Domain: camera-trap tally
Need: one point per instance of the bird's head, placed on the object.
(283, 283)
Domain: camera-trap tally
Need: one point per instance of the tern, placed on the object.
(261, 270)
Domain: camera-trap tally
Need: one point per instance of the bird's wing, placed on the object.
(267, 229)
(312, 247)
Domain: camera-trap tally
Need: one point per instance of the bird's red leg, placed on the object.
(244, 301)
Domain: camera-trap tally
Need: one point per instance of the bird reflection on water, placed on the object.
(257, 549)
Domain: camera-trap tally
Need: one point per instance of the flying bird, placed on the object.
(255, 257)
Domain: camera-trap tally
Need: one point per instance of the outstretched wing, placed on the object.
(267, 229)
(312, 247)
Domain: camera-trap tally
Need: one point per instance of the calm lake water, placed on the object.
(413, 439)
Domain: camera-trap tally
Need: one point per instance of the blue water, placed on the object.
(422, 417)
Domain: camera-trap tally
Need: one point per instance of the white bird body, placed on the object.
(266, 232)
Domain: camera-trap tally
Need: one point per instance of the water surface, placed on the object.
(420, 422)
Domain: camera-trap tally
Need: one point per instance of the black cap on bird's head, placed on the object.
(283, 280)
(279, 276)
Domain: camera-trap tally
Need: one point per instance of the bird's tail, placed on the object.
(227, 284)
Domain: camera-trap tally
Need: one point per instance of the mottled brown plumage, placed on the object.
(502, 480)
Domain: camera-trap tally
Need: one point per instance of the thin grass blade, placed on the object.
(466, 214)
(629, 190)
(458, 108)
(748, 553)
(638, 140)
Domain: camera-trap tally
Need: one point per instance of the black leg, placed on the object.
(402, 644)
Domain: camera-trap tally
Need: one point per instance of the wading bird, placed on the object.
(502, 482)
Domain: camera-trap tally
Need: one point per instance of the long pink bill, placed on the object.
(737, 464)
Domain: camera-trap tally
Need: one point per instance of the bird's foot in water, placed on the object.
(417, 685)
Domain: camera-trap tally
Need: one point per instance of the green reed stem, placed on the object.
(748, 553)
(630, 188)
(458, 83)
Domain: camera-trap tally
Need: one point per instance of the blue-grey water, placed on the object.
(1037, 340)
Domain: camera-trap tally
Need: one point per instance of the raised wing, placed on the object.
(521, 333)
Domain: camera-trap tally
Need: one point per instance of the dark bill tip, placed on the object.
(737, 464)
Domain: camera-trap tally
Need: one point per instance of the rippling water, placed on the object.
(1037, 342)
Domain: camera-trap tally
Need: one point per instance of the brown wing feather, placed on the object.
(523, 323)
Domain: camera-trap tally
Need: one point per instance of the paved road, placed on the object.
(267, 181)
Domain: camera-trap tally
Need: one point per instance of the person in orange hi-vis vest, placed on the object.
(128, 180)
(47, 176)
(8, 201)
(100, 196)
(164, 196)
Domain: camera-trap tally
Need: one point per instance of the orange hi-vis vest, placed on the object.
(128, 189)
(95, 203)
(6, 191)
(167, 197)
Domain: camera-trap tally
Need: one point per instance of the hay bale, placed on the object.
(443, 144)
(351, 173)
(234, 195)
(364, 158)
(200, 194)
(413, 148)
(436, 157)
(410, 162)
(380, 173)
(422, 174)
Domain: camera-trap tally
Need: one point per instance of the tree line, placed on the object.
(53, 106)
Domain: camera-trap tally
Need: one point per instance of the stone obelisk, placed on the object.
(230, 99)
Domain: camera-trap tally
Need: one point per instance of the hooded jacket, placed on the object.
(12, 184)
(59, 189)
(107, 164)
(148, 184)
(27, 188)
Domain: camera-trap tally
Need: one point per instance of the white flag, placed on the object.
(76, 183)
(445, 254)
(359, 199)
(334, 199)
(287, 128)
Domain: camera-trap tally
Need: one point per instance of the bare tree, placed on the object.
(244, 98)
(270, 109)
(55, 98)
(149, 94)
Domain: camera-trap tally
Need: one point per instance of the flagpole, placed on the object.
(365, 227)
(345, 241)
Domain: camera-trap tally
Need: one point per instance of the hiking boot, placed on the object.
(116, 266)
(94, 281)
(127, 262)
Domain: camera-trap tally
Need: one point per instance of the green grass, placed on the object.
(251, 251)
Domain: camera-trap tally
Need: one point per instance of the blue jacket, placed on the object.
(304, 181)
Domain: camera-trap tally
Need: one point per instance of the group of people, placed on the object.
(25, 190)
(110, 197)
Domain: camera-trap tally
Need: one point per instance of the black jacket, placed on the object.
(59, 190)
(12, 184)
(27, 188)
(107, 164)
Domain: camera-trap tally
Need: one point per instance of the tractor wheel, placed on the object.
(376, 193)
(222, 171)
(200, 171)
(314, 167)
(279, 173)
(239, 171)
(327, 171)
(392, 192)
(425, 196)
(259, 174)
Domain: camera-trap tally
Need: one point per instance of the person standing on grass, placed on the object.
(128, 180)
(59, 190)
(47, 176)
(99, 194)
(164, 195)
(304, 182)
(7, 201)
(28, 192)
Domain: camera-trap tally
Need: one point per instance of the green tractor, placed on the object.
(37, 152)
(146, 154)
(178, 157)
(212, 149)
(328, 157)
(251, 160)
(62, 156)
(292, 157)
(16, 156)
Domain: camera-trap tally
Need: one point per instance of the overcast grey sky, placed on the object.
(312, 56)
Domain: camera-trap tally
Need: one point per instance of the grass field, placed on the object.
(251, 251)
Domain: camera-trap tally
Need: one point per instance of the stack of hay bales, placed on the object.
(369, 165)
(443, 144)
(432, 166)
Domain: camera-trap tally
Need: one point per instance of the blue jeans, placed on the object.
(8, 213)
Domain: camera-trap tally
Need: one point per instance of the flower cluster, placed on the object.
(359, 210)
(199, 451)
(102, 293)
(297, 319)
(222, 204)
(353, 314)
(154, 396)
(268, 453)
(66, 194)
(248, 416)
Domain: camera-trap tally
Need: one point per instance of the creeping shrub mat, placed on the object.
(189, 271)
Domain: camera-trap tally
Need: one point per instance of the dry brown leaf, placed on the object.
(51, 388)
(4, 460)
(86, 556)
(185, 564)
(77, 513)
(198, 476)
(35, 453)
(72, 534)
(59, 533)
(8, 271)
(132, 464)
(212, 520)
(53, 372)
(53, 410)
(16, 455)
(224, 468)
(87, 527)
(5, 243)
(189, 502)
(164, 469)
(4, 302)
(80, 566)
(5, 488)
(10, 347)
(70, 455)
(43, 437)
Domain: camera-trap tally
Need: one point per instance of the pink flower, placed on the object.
------
What is being asked:
Pull out every line of the records above that contains the word "vest", copying each line in full.

Worked answer:
Need: one point per instance of the person in orange hi-vis vest, placed on the object.
Need: one point per instance of the orange hi-vis vest, placed on the object.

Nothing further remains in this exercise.